# Document extract
## start
More importantly there is a difference if you advertise that sound proof room to the public (maybe for business meetings) vs the mafia. Let's say that anyone was technically allowed to reserve the room but you only told mafia members about it then it is reasonable to believe that the room is intended to be used for nefarious activities and not as a general private room. Calling it a general private room and saying it is for businessmen or government officials to talk in private would be a coverup for its real intent.
I'll bite, but then I have a serious question for you.

I'm definitely not cheering on deplatforming – I think it's fraught with problems – but I do think there's a grave danger being posed by extremists plotting violent attacks using these platforms (Twitter, Facebook, Parler) right now. It's complicated! Here are some of my thoughts on the issue (which may conflict or have logical inconsistencies – I'm just a person trying to think through this stuff, and I don't have the answers).

- Private conversations should be private, always, and there should be no back doors, ever. The only regulations regarding private conversations should be to strengthen them. I think it's okay for law enforcement to try to crack those private conversations, but I am vehemently against requiring a "secure back door" that (supposedly) only the government has access to, or laws preventing tech companies attempting to make uncrackable encryption.

- Any rules created about this stuff should be applied equally across the board to all people, regardless of political persuasion or position in government.

- I'm in favor of internet access being considered a public utility or even government funded; nobody should be "deplatformed" from basic internet access. Assuming that's the case, I don't see what's stopping Parler from setting up a server. AWS isn't the only way to serve web applications, and Twitter isn't the only way to broadcast messages publicly. However, if Parler's primary content is plots to violently overthrow a democratically elected government, I'm not sure that should be legal.

- I'm troubled by the stranglehold that payment processors have on our systems of commerce, and I'd be in favor of more decentralized payment methods.

- Broadcast mediums are fundamentally different from private conversations, and I don't think free speech should be confused with right to Tweet. Trump, in particular, is the most powerful person in the world and has the biggest platform in the world; he need only step out to the press room and every news outlet in the world will report what he says. I don't feel this is the best example of someone being suppressed. He chose (and arguably drastically increased the importance of) Twitter, and he avoids reporters, because he can spread disinformation and propaganda there without focused criticism.

- The idea that Trump and his supporters haven't been heard is laughable; I feel like we've been living in a Trump theme park for the past five years. It's all we've heard about every single day. I try to remember what it was like not thinking about Obama for two weeks at a time, and I look forward to not thinking about Biden for two weeks at a time.

- It feels like everyone on all sides of this issue agrees that the big tech companies are too powerful in many ways: as you point out, they have the ability to tamp-down public conversation, but on the flip side they have the ability to propagate disinformation on a massive scale. (There's also obviously their anti-competitiveness, but that feels like a different topic.) I have no idea what, if anything, should be done about this. Just as consolidation of power in tech companies is worrisome, so is consolidation of power in government.
## end
# Supplied entries
## start
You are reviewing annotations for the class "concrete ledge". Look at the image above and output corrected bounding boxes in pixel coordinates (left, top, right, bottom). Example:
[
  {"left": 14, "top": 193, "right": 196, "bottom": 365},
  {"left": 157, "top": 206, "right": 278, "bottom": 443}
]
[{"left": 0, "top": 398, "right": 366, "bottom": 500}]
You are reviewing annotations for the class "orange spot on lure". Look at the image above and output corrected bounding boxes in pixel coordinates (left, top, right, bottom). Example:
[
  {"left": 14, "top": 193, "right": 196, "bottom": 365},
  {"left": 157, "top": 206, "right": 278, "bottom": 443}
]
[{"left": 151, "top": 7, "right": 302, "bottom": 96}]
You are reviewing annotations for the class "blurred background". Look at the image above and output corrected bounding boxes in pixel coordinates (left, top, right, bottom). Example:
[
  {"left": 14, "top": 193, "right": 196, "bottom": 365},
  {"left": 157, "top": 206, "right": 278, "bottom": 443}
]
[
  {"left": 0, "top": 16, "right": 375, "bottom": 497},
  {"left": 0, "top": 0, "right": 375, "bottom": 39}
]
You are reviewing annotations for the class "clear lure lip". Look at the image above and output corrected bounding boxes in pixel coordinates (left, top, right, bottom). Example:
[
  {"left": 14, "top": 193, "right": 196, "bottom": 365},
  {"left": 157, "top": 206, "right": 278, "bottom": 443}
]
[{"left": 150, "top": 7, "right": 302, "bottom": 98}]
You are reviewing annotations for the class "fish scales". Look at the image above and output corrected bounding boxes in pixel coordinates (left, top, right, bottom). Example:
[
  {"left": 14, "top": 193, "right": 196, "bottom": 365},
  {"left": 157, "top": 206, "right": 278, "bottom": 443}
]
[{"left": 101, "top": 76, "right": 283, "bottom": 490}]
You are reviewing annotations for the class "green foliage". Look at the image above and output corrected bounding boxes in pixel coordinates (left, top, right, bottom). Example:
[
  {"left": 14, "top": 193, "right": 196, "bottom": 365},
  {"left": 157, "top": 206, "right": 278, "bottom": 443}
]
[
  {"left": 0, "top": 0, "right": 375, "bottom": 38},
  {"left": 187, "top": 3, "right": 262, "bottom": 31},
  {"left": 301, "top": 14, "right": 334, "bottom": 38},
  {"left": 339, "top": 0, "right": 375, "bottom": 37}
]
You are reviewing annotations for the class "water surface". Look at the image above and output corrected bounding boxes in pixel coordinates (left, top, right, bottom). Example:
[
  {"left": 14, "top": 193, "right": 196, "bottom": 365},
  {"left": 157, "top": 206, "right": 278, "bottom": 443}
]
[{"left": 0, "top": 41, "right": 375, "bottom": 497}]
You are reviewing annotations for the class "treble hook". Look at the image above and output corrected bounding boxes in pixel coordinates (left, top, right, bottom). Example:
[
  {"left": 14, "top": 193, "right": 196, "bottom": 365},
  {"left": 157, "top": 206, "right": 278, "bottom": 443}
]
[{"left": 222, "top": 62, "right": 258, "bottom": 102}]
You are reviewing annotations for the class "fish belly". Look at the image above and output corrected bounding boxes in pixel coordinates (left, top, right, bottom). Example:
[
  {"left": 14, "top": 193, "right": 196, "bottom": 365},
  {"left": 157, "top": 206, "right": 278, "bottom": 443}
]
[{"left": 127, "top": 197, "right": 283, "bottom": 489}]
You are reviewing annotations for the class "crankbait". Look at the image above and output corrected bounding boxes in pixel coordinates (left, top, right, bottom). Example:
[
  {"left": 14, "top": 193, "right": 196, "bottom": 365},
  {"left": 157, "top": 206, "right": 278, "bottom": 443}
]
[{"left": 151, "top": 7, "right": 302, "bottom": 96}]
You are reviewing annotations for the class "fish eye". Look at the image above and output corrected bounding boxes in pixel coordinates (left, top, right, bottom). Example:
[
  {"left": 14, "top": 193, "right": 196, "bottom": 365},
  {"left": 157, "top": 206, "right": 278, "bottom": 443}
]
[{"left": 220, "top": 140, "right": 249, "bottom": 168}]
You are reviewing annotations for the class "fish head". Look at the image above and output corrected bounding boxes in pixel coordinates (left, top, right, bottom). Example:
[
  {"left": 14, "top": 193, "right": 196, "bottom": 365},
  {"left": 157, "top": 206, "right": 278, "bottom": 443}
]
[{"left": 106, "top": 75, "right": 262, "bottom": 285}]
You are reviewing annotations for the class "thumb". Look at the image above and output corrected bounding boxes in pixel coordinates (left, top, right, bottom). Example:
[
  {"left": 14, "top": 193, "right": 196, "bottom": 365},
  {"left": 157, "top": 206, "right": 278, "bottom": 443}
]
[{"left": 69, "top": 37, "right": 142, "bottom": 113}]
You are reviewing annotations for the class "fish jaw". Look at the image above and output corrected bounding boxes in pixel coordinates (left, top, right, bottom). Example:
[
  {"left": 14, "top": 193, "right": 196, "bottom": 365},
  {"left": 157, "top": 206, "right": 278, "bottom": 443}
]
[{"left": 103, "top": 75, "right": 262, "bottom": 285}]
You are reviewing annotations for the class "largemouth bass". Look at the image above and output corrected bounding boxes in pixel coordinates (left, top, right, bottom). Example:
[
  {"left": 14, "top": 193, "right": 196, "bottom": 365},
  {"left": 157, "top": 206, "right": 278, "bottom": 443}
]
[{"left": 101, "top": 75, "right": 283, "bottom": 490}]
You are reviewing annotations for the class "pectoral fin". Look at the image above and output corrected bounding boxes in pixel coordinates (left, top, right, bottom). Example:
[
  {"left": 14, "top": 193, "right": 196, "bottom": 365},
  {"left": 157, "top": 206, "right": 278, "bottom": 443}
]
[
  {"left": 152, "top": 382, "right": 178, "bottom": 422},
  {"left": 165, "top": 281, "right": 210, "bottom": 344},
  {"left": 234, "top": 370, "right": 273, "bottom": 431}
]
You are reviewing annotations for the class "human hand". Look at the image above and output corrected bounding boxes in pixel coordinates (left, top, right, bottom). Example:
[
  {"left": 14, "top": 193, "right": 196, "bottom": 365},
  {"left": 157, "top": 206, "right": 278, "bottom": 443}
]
## end
# Set exercise
Continue the forum post on deplatforming and the power of big tech companies from the point where it stops.

# Written response
- Speaking as someone on the left, I'm also troubled by (and I hate this term) "cancel culture". In recent weeks I watched someone I care about get destroyed for no reason other than the tone of a jokey story they told missed the mark. In my mind, "Internet Mob Justice" is as worrisome and problematic as government or corporate overreach, and I'm extremely skeptical of it regardless of which end of the political spectrum it's coming from.

- The disinformation thing is a huge and serious problem, and I haven't seen many "total free speech at all costs" advocates address it aside from saying something along the li...

> I'm in favor of internet access being considered a public utility or even government funded; nobody should be "deplatformed" from basic internet access. Assuming that's the case, I don't see what's stopping Parler from setting up a server.

This raises a really interesting question about where the line between regulated utility and free commerce should be drawn. I generally agree with what you've written in your post, and struggle to come up with an answer.

For some of the reasons you mention, I think that I think Facebook and Twitter and the various App Stores generally belong on the "free commerce" side of that line.

But what about DNS providers and ISPs? What about browser vendors and certificate authorities? And in particular, what about AWS?

I could imagine a world in which DNS providers and ISPs are regulated and cannot deny service without a court order, and in which AWS ends up straddling this: EC2 + Route53 get regulated, but S3 and on up are treated as unregulated free-commerce businesses.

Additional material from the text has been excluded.